| Apply what you read |
1) List every country, province and company that the blog post on the ducks in the tailings pond names.
2) Write the next few sentences of the blog post on the ducks that died in the Syncrude tailings pond, starting after its final question.

**** Document segment

Tuesday, February 10, 2009

Ducks and Environmental "Crime"

In April 2008, the world's image of a pristine Canadian environment --and Canadian migratory ducks in particular --was shattered when approximately 500 ducks landed and perished in a toxic tailings pond belonging to oilsands company Syncrude Ltd. Today Syncrude has been charged over the deaths of the ducks and, although the fine is low compared to company earnings, the company will be charged for breaking environmental laws. The more looming question is that Canada, and in this case the province of Alberta, continues to approve the discharge of toxic byproducts in a tailings pond. The extraction procedures produce large volumes of slurry wastes contaminated with naphthenic acids (NAs). Because of a “zero discharge” policy the oil sands companies do not release any extraction wastes from their leases and hence deposit them in these vast tailing ponds which were mistaken by the ducks to be regular ponds. The huge tailings containment area must ultimately be reclaimed, and this is of major concern to the oil sands industry. Toxic tailing ponds are industrial problems where no solutions exist. From a legacy point of view, a few questions come to mind, such as has the company put monies aside to grapple with this problem in the future? What if the acid/substances seep in the groundwater and pollute nearby lakes and streams?

********
**** Study material

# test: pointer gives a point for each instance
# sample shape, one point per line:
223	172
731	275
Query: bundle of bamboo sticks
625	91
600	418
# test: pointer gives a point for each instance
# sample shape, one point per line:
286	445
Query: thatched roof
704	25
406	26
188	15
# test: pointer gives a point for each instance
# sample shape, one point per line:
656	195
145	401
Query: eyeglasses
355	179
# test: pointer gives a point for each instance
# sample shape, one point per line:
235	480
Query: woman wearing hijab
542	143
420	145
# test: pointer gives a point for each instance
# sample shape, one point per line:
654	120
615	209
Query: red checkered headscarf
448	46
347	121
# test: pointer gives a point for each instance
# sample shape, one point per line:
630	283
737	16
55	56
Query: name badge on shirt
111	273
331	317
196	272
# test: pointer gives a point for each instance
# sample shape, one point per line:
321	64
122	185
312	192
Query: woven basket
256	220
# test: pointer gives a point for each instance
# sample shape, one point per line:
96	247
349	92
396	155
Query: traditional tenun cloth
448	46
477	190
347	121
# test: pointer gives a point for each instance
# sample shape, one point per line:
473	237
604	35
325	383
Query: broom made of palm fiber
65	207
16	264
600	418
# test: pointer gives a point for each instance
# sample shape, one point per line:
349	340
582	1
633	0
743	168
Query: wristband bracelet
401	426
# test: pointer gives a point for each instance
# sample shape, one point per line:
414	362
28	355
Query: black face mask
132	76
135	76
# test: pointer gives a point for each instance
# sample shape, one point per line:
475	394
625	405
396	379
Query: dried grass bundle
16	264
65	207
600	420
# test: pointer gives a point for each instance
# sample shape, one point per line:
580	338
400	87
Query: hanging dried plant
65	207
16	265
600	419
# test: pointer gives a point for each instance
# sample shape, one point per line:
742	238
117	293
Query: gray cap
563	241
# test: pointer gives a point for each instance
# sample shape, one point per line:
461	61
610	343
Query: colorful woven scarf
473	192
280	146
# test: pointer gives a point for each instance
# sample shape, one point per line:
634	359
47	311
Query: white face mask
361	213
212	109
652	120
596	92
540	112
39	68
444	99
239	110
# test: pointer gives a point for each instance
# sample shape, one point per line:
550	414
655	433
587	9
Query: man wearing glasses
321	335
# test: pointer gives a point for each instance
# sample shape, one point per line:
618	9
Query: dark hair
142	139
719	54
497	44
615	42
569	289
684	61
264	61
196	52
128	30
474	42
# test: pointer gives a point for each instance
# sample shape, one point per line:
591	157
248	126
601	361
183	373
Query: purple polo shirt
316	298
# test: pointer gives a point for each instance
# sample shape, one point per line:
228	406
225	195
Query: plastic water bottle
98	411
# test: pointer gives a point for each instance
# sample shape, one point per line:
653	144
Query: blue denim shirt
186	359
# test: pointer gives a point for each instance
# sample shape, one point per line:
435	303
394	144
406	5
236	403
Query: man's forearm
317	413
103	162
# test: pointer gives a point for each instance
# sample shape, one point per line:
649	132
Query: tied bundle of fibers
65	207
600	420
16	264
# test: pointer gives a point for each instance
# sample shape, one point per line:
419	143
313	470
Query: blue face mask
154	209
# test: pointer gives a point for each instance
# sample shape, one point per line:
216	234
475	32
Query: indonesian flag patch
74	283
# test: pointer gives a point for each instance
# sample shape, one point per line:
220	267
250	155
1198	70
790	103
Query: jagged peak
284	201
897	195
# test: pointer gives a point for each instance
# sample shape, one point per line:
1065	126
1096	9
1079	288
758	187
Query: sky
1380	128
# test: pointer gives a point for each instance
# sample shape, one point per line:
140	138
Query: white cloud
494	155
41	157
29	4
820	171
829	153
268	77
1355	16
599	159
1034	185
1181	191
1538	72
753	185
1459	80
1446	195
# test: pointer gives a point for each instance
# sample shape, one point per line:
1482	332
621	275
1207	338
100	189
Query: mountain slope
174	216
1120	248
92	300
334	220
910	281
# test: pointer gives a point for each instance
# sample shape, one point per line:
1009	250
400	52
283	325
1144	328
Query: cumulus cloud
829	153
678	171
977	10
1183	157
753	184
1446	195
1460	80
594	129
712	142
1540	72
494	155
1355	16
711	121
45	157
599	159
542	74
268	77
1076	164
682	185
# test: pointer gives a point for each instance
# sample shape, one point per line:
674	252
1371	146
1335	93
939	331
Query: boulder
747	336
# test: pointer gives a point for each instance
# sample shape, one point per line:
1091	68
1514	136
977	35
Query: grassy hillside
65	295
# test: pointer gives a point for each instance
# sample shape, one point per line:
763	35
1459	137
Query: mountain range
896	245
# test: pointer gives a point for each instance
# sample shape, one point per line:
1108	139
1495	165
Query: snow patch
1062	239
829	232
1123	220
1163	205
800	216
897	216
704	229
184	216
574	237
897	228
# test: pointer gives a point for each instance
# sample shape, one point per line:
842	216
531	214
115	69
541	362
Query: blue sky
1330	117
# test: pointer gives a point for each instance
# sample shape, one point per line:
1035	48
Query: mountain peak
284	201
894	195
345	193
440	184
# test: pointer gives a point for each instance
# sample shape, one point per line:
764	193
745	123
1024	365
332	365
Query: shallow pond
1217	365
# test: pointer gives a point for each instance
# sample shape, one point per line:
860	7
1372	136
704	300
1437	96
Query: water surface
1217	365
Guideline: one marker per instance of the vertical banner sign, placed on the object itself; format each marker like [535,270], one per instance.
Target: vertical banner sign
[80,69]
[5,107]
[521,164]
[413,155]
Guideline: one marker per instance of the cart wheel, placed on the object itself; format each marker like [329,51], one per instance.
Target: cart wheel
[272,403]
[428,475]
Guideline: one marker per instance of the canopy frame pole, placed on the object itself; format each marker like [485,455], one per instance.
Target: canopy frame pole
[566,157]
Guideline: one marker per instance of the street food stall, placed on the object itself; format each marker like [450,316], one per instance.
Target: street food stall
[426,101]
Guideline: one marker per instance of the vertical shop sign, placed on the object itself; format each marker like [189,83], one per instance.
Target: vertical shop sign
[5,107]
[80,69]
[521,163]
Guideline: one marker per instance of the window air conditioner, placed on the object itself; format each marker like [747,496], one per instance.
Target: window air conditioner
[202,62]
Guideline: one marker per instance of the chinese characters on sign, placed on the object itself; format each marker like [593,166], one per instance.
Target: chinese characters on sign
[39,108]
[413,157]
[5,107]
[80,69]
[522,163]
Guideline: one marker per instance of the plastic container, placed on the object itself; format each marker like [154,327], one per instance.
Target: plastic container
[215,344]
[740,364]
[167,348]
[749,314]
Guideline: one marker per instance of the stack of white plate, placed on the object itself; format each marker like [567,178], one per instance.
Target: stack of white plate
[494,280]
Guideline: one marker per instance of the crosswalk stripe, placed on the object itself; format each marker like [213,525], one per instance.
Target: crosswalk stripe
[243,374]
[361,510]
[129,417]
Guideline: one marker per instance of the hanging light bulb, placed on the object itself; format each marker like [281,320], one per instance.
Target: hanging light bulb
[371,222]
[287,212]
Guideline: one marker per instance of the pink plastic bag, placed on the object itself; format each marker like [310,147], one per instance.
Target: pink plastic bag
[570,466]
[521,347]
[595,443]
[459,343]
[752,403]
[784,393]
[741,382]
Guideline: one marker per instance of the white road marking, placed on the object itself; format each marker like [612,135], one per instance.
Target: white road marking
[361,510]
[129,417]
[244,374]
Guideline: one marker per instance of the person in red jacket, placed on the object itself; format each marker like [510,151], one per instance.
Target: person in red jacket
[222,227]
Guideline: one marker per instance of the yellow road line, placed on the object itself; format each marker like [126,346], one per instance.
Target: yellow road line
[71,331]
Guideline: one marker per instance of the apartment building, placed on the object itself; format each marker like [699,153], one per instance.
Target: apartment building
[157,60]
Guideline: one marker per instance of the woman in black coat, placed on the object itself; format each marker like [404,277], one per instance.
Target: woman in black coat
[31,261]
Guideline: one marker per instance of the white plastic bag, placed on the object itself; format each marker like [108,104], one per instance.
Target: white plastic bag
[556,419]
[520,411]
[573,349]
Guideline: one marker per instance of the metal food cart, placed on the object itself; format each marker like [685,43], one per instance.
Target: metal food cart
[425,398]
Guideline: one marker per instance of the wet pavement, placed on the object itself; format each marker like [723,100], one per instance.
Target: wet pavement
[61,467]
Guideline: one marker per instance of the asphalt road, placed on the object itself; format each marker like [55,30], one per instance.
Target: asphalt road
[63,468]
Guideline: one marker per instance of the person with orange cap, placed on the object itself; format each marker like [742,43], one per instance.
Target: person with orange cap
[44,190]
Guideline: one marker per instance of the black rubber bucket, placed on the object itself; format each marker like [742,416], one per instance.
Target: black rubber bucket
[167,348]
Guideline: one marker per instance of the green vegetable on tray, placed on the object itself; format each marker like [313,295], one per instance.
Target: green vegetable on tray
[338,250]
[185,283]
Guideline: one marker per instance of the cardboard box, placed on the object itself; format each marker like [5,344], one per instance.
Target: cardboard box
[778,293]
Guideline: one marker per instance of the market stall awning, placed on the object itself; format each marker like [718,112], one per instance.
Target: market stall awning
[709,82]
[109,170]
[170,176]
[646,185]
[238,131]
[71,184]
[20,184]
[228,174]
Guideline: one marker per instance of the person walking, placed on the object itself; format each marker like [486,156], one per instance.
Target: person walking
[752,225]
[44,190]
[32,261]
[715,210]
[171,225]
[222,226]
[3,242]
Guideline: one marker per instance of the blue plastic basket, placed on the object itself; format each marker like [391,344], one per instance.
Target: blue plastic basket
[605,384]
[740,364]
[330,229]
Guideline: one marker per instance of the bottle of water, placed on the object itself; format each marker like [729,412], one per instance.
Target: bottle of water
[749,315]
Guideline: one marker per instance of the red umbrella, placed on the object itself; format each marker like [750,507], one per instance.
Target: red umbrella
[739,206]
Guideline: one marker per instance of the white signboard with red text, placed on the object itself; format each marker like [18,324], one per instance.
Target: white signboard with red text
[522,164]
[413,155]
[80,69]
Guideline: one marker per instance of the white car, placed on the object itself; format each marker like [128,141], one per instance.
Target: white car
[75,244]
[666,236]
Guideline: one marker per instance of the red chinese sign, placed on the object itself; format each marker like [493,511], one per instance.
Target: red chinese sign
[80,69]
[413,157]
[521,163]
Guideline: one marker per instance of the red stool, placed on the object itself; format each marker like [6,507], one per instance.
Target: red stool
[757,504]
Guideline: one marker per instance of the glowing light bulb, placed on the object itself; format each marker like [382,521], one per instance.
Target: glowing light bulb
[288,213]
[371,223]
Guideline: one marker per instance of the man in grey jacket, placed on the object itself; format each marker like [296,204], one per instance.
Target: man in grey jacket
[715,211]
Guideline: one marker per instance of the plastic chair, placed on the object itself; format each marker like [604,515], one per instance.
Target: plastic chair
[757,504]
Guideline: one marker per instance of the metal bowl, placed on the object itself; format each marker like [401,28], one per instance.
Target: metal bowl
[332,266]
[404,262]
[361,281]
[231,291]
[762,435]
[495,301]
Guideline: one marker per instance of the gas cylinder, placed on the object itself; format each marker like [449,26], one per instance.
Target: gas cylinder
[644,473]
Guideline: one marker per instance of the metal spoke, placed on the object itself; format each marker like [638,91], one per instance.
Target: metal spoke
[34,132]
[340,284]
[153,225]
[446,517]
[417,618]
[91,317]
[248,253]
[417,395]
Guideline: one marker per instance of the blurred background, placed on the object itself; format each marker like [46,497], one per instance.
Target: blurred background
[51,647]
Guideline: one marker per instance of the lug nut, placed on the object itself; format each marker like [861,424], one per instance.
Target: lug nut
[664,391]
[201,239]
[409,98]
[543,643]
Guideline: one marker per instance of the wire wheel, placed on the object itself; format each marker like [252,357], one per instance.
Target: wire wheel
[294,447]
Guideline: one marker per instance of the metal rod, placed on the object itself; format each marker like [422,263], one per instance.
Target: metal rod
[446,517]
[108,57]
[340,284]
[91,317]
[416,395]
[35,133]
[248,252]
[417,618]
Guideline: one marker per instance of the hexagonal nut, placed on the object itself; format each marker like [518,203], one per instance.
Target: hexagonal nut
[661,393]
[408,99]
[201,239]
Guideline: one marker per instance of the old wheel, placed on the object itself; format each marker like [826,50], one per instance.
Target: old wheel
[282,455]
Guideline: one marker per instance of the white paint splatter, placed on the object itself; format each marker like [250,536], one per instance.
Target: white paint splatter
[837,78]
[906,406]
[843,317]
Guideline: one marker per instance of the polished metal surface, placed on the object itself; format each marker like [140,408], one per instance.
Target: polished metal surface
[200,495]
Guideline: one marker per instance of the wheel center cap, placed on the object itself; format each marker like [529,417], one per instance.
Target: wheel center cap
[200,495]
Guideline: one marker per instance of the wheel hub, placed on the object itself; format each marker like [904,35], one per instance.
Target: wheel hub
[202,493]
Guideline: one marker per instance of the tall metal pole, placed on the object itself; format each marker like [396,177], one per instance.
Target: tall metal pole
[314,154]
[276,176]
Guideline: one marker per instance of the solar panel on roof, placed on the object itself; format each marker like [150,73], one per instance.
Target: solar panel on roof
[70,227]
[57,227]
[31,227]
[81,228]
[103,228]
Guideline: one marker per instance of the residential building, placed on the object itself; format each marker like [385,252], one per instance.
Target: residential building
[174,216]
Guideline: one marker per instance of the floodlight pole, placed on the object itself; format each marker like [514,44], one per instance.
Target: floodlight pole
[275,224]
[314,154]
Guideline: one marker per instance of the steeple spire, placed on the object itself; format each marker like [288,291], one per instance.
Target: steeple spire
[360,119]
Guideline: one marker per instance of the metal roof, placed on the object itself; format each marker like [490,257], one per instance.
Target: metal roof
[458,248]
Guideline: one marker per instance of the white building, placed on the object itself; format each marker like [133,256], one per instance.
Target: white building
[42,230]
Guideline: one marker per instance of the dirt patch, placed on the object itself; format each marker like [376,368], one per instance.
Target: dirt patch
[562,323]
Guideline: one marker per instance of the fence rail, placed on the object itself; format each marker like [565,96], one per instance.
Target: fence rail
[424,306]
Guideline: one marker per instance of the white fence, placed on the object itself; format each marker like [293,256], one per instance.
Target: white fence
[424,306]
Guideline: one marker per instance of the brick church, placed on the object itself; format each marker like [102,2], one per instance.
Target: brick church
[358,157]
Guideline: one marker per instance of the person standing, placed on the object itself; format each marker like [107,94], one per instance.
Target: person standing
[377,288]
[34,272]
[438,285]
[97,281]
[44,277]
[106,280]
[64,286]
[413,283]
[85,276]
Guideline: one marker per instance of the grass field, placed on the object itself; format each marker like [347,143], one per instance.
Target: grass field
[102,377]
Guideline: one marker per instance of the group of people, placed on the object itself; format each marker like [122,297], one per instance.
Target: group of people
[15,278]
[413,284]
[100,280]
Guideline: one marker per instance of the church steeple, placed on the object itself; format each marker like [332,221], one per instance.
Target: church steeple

********

| Task-by-task outputs |
1) Canada, Alberta, Syncrude Ltd.

2)
My advice to Syncrude and other industrial players in the area would be to, first, prepare and conduct a full-scale biodiversity map of the surroundings in order to monitor and track/ remedy changes over time. This is part of any large-scale industrial due diligence process and Syncrude should have anticipated the migratory birds.

Small price to pay for a huge environmental disaster.